▼▼▼

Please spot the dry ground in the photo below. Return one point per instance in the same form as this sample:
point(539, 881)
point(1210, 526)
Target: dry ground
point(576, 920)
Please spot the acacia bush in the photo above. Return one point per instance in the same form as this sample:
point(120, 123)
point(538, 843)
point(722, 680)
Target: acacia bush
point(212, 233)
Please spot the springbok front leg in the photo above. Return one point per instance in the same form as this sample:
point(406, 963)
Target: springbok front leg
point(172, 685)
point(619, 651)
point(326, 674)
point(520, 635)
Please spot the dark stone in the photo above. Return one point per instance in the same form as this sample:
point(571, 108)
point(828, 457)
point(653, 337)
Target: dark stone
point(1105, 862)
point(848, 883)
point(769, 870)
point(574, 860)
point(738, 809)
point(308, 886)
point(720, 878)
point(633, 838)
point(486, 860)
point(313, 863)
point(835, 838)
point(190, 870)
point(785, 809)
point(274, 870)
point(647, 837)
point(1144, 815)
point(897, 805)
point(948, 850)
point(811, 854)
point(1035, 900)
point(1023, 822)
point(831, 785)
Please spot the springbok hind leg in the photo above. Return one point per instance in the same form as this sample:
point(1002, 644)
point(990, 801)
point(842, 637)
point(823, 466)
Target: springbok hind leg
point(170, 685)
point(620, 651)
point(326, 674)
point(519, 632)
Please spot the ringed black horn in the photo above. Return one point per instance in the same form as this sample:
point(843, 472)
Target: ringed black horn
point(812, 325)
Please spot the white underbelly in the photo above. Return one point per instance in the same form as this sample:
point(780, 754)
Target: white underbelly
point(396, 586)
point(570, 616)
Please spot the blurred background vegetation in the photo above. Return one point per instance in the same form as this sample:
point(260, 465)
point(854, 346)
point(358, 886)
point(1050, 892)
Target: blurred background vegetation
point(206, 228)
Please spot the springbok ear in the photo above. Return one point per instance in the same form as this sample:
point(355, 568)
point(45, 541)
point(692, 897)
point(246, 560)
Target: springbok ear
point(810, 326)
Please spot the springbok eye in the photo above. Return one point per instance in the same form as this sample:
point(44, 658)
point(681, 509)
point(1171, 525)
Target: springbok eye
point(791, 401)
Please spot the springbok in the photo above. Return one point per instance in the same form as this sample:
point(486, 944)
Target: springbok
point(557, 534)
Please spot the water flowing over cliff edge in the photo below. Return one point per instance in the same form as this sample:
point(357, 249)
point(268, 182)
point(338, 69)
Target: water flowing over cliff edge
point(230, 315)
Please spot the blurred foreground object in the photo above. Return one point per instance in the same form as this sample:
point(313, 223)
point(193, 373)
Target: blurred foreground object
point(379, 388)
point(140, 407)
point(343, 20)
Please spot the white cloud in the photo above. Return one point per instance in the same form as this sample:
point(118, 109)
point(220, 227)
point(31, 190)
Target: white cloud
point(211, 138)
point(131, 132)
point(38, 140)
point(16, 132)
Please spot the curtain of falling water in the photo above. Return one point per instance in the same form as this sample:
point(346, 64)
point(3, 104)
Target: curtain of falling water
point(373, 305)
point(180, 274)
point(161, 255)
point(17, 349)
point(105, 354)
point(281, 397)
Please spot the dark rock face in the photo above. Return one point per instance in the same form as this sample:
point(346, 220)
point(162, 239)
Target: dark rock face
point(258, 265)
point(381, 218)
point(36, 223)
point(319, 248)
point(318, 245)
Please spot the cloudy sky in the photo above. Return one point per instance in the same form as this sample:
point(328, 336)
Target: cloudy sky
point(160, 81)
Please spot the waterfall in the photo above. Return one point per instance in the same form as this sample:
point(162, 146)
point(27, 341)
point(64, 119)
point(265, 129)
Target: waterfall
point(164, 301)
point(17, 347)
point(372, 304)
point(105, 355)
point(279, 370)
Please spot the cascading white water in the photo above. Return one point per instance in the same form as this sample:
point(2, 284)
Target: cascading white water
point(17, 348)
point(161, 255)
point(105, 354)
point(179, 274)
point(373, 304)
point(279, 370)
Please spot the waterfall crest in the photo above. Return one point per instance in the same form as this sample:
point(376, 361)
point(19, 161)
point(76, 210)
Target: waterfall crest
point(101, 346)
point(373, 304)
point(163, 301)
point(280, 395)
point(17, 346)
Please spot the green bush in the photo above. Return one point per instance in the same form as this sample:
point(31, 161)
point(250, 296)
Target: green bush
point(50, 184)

▲▲▲

What you are asked to do: Please reproduce every one of the records above word for word.

Written solution:
Please spot the dry ground in the photo below. Return one point per instance in the same form as this sample:
point(539, 881)
point(1210, 526)
Target: dry ground
point(576, 920)
Please spot the acacia bush in the photo above. Return one point per instance in the same form as this sample:
point(120, 123)
point(538, 843)
point(722, 680)
Target: acacia bush
point(212, 233)
Please spot the springbok front leg in the photo above. Return one point per instance in the same form as this sample:
point(406, 963)
Target: springbok front leg
point(172, 685)
point(619, 651)
point(326, 674)
point(520, 635)
Please spot the dark stone in the photo above. Return one point per instance in the same form as this sample:
point(571, 108)
point(828, 457)
point(653, 337)
Target: dark stone
point(1105, 862)
point(848, 883)
point(769, 870)
point(574, 860)
point(738, 809)
point(308, 886)
point(720, 878)
point(633, 838)
point(486, 860)
point(313, 863)
point(835, 838)
point(190, 870)
point(785, 809)
point(274, 870)
point(647, 837)
point(1144, 815)
point(897, 805)
point(948, 850)
point(811, 854)
point(1035, 900)
point(1023, 822)
point(831, 785)
Please spot the springbok hind leg in the photo above. Return one point per instance in the same form as this sample:
point(1002, 644)
point(990, 801)
point(842, 637)
point(823, 466)
Target: springbok hind leg
point(170, 685)
point(620, 651)
point(326, 674)
point(519, 632)
Please spot the ringed black horn in the photo above. Return one point per instance in the same form as this sample:
point(843, 472)
Target: ringed black horn
point(812, 325)
Please spot the white underbelly in the photo above. Return one point per instance in the same form as this sample:
point(780, 754)
Target: white underbelly
point(396, 586)
point(570, 616)
Please spot the blurred background vegetation in the photo above. Return one point per instance in the same form as this sample:
point(260, 465)
point(854, 346)
point(358, 886)
point(1050, 892)
Target: blurred background vegetation
point(206, 228)
Please spot the springbok ear in the photo above. Return one point per instance in the same form as this sample:
point(355, 568)
point(45, 541)
point(692, 897)
point(246, 560)
Target: springbok ear
point(810, 326)
Please spot the springbok eye in the photo above. Return one point per instance in the same form as this sample:
point(44, 658)
point(681, 509)
point(1171, 525)
Target: springbok eye
point(791, 401)
Please spot the springbok in the photo above. Return one point per instance in the same form as this sample:
point(486, 944)
Target: springbok
point(557, 534)
Please spot the water flowing over cliff edge in the photo below. Return one point per instance in the same form as this sample:
point(357, 249)
point(268, 182)
point(338, 69)
Target: water flowing over cliff edge
point(230, 315)
Please spot the blurred foreground object in the photo above. Return one point per instance in the same form as this sample:
point(313, 223)
point(193, 373)
Target: blurred foreground object
point(379, 388)
point(140, 407)
point(343, 20)
Please spot the white cloud in the photo above. Return one point per instance in the same form as this sample:
point(118, 109)
point(220, 227)
point(31, 190)
Target: white cloud
point(211, 138)
point(131, 132)
point(38, 140)
point(16, 132)
Please spot the curtain of falling water in the photo above. Return one point per instance in the same form as this sample:
point(346, 64)
point(3, 104)
Target: curtain of falling water
point(373, 305)
point(180, 274)
point(161, 255)
point(17, 349)
point(105, 354)
point(281, 397)
Please spot the dark rock face in the photo above. Return one point per instance in the same form as this sample:
point(346, 220)
point(162, 239)
Target: dark rock face
point(258, 265)
point(381, 218)
point(36, 223)
point(319, 248)
point(318, 245)
Please spot the cloudy sky in the photo above. Return one point per instance in the same form as this sample:
point(328, 336)
Target: cloudy sky
point(160, 81)
Please spot the waterfall in the photo above. Return one point per instance in the same form as this sample:
point(162, 146)
point(27, 341)
point(64, 119)
point(265, 129)
Target: waterfall
point(164, 301)
point(17, 347)
point(372, 304)
point(105, 355)
point(279, 370)
Please spot the cascading white water in the photo above. Return one point per instance in the same form as this sample:
point(2, 284)
Target: cascading white water
point(17, 348)
point(161, 255)
point(105, 354)
point(179, 274)
point(373, 304)
point(279, 370)
Please spot the waterfall crest in the photo above. Return one point per instance in the same form as this sample:
point(376, 361)
point(19, 161)
point(76, 210)
Target: waterfall crest
point(101, 346)
point(373, 304)
point(163, 301)
point(280, 395)
point(17, 346)
Please spot the green bush in the photo above. Return one point per instance in the same form as this sample:
point(31, 161)
point(250, 296)
Target: green bush
point(50, 184)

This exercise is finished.